### Objective
Pick out every line in the entries below that contains the word "carpet", and copy each such line in full. Case counts: a line matches only if the word appears with the same capitalization.
begin Records for the exercise
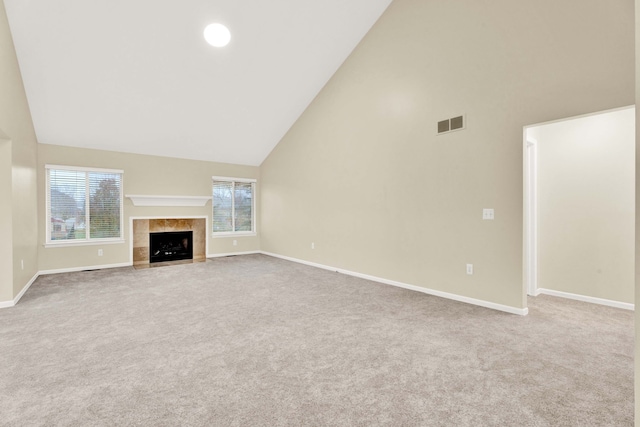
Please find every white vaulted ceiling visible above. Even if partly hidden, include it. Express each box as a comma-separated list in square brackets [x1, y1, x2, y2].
[4, 0, 391, 165]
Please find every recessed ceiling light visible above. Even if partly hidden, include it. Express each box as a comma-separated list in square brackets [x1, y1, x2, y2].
[204, 23, 231, 47]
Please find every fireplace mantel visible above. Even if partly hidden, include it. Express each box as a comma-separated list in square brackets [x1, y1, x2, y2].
[126, 194, 211, 207]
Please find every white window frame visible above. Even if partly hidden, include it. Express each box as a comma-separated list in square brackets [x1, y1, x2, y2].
[210, 176, 258, 238]
[44, 165, 125, 247]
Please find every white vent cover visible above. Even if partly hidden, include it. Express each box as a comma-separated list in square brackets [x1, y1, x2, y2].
[438, 115, 466, 135]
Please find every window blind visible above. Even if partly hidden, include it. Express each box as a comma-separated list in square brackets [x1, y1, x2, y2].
[46, 166, 122, 242]
[213, 178, 255, 233]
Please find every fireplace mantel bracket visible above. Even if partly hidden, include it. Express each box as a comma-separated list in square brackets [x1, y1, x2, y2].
[126, 194, 211, 207]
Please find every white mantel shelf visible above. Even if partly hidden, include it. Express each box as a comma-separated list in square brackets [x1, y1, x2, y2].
[125, 194, 211, 207]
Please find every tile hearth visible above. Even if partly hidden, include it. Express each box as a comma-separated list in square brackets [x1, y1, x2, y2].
[133, 218, 207, 266]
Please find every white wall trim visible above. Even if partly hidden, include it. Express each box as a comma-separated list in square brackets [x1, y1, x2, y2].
[260, 251, 529, 316]
[207, 251, 262, 258]
[125, 194, 211, 207]
[536, 288, 635, 311]
[0, 272, 40, 308]
[38, 262, 133, 275]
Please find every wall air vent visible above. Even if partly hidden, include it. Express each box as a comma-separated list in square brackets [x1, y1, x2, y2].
[438, 116, 465, 134]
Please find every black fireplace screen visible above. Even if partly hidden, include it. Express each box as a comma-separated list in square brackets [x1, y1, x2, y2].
[149, 231, 193, 262]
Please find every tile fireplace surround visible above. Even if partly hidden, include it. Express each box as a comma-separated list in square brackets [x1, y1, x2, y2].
[133, 218, 207, 265]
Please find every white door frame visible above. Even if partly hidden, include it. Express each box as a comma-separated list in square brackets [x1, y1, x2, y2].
[523, 132, 539, 296]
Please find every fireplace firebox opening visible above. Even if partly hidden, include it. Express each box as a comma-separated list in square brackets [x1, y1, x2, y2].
[149, 231, 193, 263]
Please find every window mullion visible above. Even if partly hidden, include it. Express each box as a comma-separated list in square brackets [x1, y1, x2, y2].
[84, 172, 91, 240]
[231, 181, 236, 233]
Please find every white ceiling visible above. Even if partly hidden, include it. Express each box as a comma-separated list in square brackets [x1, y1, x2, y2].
[4, 0, 391, 165]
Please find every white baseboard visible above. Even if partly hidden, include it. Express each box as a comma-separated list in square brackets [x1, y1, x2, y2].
[0, 272, 40, 308]
[207, 251, 262, 258]
[38, 262, 133, 275]
[260, 251, 529, 316]
[536, 288, 635, 310]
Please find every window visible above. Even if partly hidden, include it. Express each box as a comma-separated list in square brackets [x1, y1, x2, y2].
[213, 176, 256, 236]
[45, 165, 123, 244]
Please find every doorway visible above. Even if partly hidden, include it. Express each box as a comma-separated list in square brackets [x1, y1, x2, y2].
[523, 106, 635, 309]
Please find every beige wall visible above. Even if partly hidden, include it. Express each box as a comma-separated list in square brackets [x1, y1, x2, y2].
[261, 0, 634, 308]
[532, 108, 635, 304]
[634, 0, 640, 426]
[0, 0, 38, 302]
[0, 138, 13, 302]
[38, 144, 260, 271]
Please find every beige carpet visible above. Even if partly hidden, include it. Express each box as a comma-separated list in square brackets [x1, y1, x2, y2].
[0, 255, 633, 426]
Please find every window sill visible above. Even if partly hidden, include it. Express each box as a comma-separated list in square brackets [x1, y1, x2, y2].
[211, 231, 258, 239]
[43, 239, 124, 248]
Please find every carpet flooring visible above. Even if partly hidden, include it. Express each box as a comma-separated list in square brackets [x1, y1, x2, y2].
[0, 255, 633, 426]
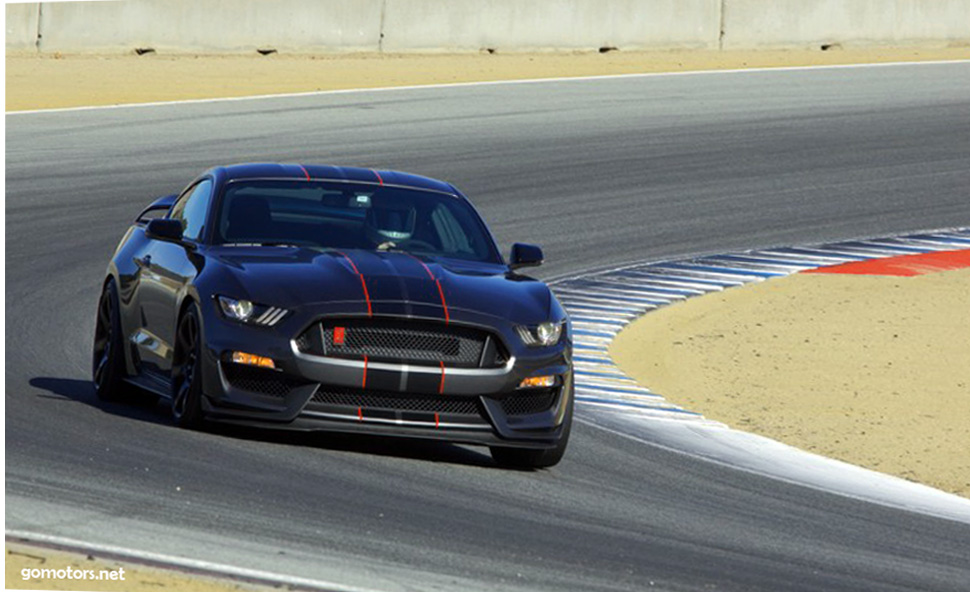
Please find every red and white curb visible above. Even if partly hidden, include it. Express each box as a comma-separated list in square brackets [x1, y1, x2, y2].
[551, 227, 970, 426]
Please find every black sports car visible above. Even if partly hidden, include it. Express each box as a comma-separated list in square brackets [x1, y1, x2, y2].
[93, 164, 573, 467]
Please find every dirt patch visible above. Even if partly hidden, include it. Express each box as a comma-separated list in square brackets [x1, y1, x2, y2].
[610, 269, 970, 497]
[5, 543, 275, 592]
[6, 47, 970, 111]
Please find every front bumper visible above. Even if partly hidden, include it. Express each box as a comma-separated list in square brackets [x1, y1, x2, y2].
[203, 300, 573, 448]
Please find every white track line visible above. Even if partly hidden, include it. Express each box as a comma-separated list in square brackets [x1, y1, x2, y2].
[6, 60, 970, 117]
[6, 530, 376, 592]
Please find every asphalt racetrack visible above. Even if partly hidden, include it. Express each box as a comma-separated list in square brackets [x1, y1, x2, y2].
[6, 63, 970, 592]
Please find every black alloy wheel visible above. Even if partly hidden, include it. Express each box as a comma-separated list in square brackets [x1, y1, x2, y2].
[91, 279, 128, 401]
[172, 304, 204, 429]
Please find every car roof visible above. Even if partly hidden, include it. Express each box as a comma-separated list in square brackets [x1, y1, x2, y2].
[210, 163, 460, 196]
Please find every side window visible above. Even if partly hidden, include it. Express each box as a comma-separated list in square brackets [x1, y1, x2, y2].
[168, 179, 212, 241]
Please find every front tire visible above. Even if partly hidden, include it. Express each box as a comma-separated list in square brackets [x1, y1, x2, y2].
[488, 401, 573, 469]
[91, 278, 130, 401]
[172, 304, 205, 430]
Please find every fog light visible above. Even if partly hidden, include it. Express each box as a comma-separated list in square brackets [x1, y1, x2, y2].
[232, 352, 276, 369]
[519, 376, 556, 388]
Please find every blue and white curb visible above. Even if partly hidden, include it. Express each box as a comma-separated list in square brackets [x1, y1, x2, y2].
[551, 228, 970, 426]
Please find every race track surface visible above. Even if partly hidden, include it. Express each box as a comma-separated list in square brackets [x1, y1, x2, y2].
[6, 63, 970, 591]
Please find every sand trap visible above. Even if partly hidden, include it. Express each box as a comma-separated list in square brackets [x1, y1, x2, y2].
[610, 269, 970, 497]
[6, 47, 970, 111]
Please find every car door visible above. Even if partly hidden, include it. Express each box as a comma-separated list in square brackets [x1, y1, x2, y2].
[138, 178, 213, 373]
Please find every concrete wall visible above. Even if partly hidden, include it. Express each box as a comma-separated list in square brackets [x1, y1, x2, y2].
[723, 0, 970, 49]
[384, 0, 720, 51]
[5, 2, 39, 49]
[7, 0, 383, 52]
[6, 0, 970, 53]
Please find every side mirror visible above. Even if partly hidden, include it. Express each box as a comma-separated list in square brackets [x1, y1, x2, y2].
[509, 243, 543, 269]
[145, 218, 182, 241]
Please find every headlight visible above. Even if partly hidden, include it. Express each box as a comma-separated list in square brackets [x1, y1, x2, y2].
[216, 296, 289, 327]
[515, 322, 563, 347]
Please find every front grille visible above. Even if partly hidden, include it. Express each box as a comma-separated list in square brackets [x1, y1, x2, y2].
[222, 363, 306, 399]
[502, 389, 556, 415]
[310, 387, 479, 416]
[296, 318, 508, 368]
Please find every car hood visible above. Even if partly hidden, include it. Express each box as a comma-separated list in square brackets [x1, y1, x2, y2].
[210, 247, 551, 324]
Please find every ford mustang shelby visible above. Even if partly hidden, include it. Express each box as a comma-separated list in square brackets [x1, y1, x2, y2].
[93, 164, 573, 467]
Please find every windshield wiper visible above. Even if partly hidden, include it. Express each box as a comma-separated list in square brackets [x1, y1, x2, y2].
[222, 241, 304, 247]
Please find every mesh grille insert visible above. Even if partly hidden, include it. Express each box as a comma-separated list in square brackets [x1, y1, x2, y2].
[502, 389, 556, 415]
[296, 318, 507, 368]
[310, 387, 479, 416]
[222, 363, 306, 399]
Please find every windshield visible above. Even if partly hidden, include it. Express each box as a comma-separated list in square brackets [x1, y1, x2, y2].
[215, 180, 501, 263]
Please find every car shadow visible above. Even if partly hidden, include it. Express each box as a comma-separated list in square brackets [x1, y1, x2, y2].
[30, 376, 498, 468]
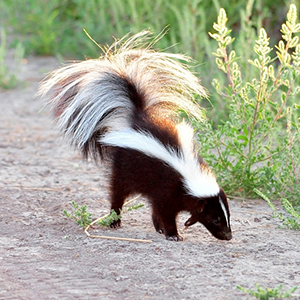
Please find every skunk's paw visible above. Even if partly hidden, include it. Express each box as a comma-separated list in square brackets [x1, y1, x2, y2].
[109, 220, 122, 229]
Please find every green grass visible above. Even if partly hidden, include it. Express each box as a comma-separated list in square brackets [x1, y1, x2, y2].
[237, 284, 297, 300]
[0, 0, 300, 225]
[0, 28, 24, 89]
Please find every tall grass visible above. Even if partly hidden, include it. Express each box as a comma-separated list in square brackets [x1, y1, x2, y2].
[0, 0, 300, 225]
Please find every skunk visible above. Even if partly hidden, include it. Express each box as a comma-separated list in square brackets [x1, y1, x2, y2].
[40, 31, 232, 241]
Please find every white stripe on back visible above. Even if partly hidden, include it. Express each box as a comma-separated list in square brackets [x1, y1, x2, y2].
[99, 124, 220, 197]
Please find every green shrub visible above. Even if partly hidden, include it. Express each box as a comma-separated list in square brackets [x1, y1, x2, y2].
[237, 284, 297, 300]
[198, 5, 300, 203]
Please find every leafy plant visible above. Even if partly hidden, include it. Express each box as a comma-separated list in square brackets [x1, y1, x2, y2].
[63, 201, 92, 227]
[97, 209, 122, 227]
[0, 28, 24, 89]
[237, 284, 297, 300]
[254, 189, 300, 230]
[198, 5, 300, 204]
[97, 203, 144, 227]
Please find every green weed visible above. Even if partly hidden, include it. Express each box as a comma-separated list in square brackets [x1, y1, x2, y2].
[63, 201, 92, 227]
[196, 5, 300, 205]
[63, 201, 144, 227]
[0, 28, 24, 89]
[97, 203, 145, 227]
[237, 284, 297, 300]
[254, 189, 300, 230]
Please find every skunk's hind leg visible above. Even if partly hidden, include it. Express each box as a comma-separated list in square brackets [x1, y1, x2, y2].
[110, 191, 126, 228]
[152, 207, 183, 241]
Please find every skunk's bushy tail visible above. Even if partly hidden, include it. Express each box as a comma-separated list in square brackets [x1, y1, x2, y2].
[40, 31, 206, 161]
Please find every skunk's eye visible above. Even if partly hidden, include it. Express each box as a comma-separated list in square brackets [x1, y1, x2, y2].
[213, 217, 221, 225]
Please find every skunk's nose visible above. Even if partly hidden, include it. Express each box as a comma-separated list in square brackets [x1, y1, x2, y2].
[224, 231, 232, 241]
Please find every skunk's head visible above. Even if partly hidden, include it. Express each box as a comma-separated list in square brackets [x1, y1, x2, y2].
[184, 189, 232, 240]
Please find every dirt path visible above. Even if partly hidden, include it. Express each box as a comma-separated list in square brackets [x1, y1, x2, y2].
[0, 57, 300, 300]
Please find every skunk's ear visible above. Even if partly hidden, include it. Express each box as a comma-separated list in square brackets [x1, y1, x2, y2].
[184, 216, 198, 227]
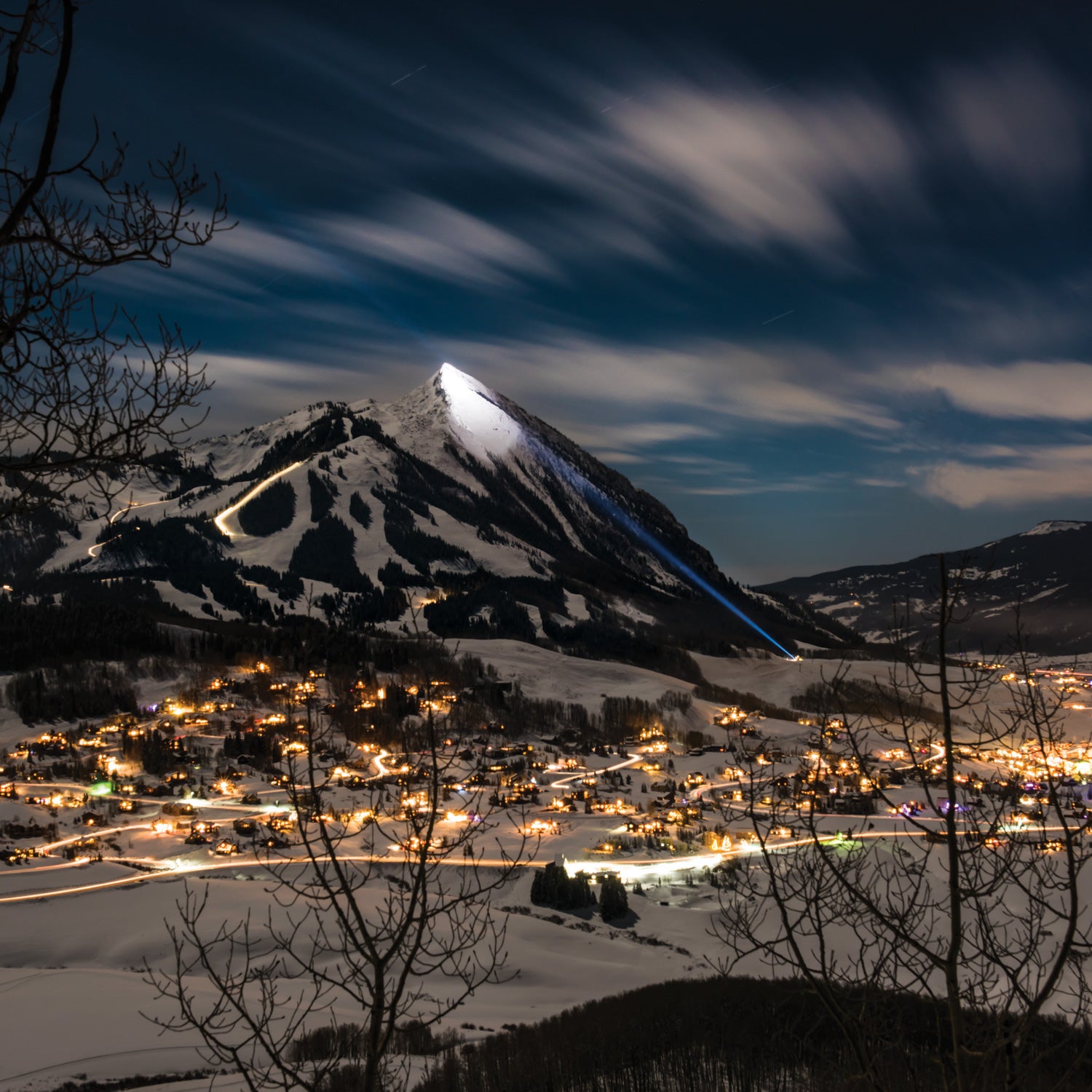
end Records for the exercise
### The reply
Please find every beige carpet visible above. Even if partly hidden, include it. Express each box as a comma-separated list in square brackets [x1, y1, x2, y2].
Please find every carpet flooring visible above. Even if partly hidden, include it. Express each box as a comma-separated list in square brackets [x1, y1, x2, y2].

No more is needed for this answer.